[Source extract]
Ben Child 

Fifteen years on, how does Star Wars: Revenge of the Sith stand up?

It promised a return to the gravitas of earlier films, and it had Ewan McGregor and Ian McDiarmid on board. But it also had Hayden Christensen
  
  

Forcing it … Darth Vader and Storm Troopers arrive for the UK premiere of Revenge of the Sith in London in 2005.
Forcing it … Darth Vader and Storm Troopers arrive for the UK premiere of Revenge of the Sith in London in 2005. Photograph: Kieran Doherty/REUTERS

If there has ever been a movie with greater pre-release fanboy goodwill than Star Wars: Episode III – Revenge of the Sith enjoyed, it is hard to remember it. George Lucas’s epic finale to his misguided prequel trilogy about Anakin Skywalker’s transformation into Darth Vader was released in cinemas 15 years ago this week, and it is still possible to recall the palpable sense from acolytes of the space saga that this time ... surely, this time ... they would get it right.

[Recorded data]
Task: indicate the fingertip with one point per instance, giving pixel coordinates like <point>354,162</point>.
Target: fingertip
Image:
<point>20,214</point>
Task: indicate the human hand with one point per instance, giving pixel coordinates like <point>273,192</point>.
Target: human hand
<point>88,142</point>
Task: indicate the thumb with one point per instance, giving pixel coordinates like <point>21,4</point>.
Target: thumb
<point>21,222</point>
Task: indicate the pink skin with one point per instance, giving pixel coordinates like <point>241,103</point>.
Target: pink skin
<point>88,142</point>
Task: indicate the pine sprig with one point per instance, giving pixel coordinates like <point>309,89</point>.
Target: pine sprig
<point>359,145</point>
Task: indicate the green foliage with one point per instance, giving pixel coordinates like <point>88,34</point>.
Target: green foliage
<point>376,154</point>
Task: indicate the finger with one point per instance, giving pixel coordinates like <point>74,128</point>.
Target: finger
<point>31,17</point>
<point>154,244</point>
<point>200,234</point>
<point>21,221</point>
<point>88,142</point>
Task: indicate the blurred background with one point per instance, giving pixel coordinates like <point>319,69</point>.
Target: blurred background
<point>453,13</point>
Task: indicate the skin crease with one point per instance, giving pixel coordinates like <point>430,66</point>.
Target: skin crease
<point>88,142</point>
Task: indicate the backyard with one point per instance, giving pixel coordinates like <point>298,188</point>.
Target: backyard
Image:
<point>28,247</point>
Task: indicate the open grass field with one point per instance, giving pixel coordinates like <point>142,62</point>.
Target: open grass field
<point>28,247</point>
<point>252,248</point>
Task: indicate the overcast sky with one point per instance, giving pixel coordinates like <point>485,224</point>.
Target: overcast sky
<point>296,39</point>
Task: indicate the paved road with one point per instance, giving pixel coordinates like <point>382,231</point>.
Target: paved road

[Set of tasks]
1. In the records, swap "foliage" for "leaves" in everything from the line containing "Task: indicate the green" down to the line containing "<point>376,154</point>". Return only those lines, with nothing else changed.
2. Continue the Revenge of the Sith retrospective from the point where it stops.

[Task results]
1.
Task: indicate the green leaves with one point per instance, giving pixel coordinates like <point>88,34</point>.
Target: green leaves
<point>376,154</point>

2.
We really should have known better. Episodes I and II had already come and gone over the previous six years with the highs of pre-release buzz followed by the lows of crushing disappointment. Why should Revenge of the Sith be any different? Still, the whole point of Star Wars is blind faith in the cosmic divine, so you can forgive us for holding on to a little bit of hope.

Part of the reason Revenge of the Sith summoned up fresh reserves of positive thinking was the subject matter. At some point, we were going to see Hayden Christensen’s Anakin actually becoming Darth Vader, with all the attendant, juicy horrors of this final, grisly metamorphosis. It was hard to imagine the kid-friendly veneer of The Phantom Menace being transferred to a sequel with such a dark and torrid story – a once bright-eyed young Jedi devolving into a hideous, black-carapaced death cyborg. There also ought to have been a bit more actually going on than in the glacially paced Attack of the Clones, a placeholder of a movie if there ever was one.

I can’t remember if we already knew, prior to release, that Ewan McGregor’s Obi-Wan Kenobi would be the one to maim his former young apprentice and leave him burning in agony on the lava-strewn shores of Mustafar, but everyone had a pretty good idea there would be a climactic Jedi battle between former allies at some point. Finally some genuine action and an escape from the previous episode’s obsession with the galactic senate, which made watching Clones a soporific experience – like tuning into Star Wars’ equivalent of the BBC Parliament channel.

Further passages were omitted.